■ **DOCUMENT EXTRACT**
=== Section Start ===
Age: 40 Year Diagnosed: 2013 Location: Torrance, Ca
"Working in the health care profession as an Emergency Department Registered Nurse I thought I knew all about Diabetes, it’s treatments, healthy diets, and insulin. I was wrong. At age 38, I was diagnosed with Type One Diabetes. No warnings, no previous illnesses, no family history. I ate an excessive amount of meals a day but still lost 20 Lb in 3 weeks, and felt very tired. My coworker suggested to check my blood sugar while I was at work. First time I checked it was 460, and I refused to believe it. The next day I went to work and checked my fasting blood sugar again. It was 530. Just like that, I was diagnosed with Type One Diabetes.
=== Section End ===
■ **WORK TO BE COMPLETED**
Reproduce the full diabetes diagnosis account word for word.

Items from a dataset
=== Section Start ===
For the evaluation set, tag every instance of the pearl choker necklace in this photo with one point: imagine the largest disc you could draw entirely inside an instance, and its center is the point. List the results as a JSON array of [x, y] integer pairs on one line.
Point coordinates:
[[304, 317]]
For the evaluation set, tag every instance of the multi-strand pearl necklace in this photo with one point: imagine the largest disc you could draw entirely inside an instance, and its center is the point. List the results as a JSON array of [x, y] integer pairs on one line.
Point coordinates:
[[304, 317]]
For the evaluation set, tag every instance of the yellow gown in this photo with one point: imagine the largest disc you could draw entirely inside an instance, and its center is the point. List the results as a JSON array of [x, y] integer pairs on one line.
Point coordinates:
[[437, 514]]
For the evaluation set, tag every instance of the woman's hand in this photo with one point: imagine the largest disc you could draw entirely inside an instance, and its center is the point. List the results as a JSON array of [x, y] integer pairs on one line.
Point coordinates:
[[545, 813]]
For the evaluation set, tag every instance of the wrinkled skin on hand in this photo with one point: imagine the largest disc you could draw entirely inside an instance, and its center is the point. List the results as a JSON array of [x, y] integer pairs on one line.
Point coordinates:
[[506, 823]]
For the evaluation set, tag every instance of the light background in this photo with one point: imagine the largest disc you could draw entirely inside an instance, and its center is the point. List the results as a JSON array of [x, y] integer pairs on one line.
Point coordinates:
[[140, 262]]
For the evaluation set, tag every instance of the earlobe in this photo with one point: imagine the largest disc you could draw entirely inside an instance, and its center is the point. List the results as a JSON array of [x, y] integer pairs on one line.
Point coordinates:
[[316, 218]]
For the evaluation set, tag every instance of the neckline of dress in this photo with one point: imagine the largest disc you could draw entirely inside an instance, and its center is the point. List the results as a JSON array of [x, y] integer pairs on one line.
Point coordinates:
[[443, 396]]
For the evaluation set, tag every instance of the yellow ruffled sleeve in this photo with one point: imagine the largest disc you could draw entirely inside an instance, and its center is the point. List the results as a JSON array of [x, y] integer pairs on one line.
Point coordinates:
=== Section End ===
■ **THE COMPLETED TASK**
Age: 40 Year Diagnosed: 2013 Location: Torrance, Ca
"Working in the health care profession as an Emergency Department Registered Nurse I thought I knew all about Diabetes, it’s treatments, healthy diets, and insulin. I was wrong. At age 38, I was diagnosed with Type One Diabetes. No warnings, no previous illnesses, no family history. I ate an excessive amount of meals a day but still lost 20 Lb in 3 weeks, and felt very tired. My coworker suggested to check my blood sugar while I was at work. First time I checked it was 460, and I refused to believe it. The next day I went to work and checked my fasting blood sugar again. It was 530. Just like that, I was diagnosed with Type One Diabetes.